__Stated task__
Rewrite every one of the rows below as a numbered list, leaving out any blank lines.

__Record list__

##########

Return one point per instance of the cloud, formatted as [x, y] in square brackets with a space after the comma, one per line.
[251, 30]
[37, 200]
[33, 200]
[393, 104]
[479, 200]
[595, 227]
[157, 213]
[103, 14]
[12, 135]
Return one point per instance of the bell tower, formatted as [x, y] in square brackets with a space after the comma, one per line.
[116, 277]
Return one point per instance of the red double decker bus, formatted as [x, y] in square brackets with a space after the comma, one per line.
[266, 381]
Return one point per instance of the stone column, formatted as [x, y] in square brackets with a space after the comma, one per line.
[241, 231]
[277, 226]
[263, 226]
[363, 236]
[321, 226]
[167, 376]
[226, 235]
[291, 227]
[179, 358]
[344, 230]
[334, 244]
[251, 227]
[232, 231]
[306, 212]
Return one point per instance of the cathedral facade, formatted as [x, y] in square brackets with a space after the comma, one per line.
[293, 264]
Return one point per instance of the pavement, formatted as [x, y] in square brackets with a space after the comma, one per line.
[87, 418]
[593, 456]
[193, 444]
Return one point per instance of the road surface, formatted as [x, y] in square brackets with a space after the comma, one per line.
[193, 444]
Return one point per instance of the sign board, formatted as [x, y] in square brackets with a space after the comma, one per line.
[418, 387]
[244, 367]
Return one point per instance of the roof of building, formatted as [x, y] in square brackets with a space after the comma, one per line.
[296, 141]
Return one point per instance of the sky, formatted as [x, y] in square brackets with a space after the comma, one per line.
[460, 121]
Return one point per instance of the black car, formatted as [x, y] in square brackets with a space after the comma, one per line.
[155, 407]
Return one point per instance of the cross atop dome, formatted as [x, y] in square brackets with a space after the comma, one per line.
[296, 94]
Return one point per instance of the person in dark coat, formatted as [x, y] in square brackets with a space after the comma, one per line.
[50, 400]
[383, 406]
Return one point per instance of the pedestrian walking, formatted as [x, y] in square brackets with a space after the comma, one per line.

##########

__Result of this task__
1. Return one point per instance of the cloud, formatted as [x, y] in square brackets with a space after the comma, one per line.
2. [251, 30]
3. [37, 200]
4. [33, 200]
5. [393, 104]
6. [479, 200]
7. [595, 227]
8. [157, 213]
9. [103, 14]
10. [12, 135]
11. Return one point per instance of the bell tower, formatted as [x, y] in square brackets with a space after the comma, one per line.
12. [116, 277]
13. Return one point per instance of the red double decker bus, formatted as [x, y] in square brackets with a space after the comma, one per line.
14. [266, 381]
15. Return one point per instance of the stone column, formatted as [x, y] in square brackets with a space after the comma, one per line.
16. [241, 231]
17. [277, 226]
18. [263, 226]
19. [363, 236]
20. [321, 226]
21. [167, 376]
22. [226, 235]
23. [291, 227]
24. [179, 358]
25. [344, 230]
26. [334, 244]
27. [251, 227]
28. [232, 231]
29. [306, 212]
30. Return one point per instance of the cathedral facade, formatted as [x, y] in square brackets with a space after the comma, one per line.
31. [293, 264]
32. Return one point per instance of the pavement, formatted as [x, y] in square brackets with a space after the comma, one per line.
33. [87, 418]
34. [593, 456]
35. [193, 444]
36. Return one point per instance of the road surface, formatted as [x, y] in square brackets with a space after the comma, one per line.
37. [193, 444]
38. Return one point per instance of the sign board, formatted as [x, y] in square brackets with a space after the comma, one per line.
39. [418, 387]
40. [244, 367]
41. Return one point per instance of the roof of building, formatted as [x, y] in square brackets with a space after the comma, one per line.
42. [296, 141]
43. Return one point per instance of the sky, formatted as [x, y] in square brackets with a space after the comma, one per line.
44. [460, 121]
45. Return one point per instance of the black car, formatted as [x, y] in square brackets with a space after the comma, one per line.
46. [155, 407]
47. Return one point per instance of the cross atop dome, formatted as [x, y] in square brackets with a space after the comma, one per line.
48. [296, 94]
49. Return one point per instance of the person in dark coat, formatted as [x, y] in square brackets with a space after the comma, one per line.
50. [50, 400]
51. [383, 406]
52. Return one point per instance of the pedestrian walking, formatted as [x, y] in square brackets with a space after the comma, one per line.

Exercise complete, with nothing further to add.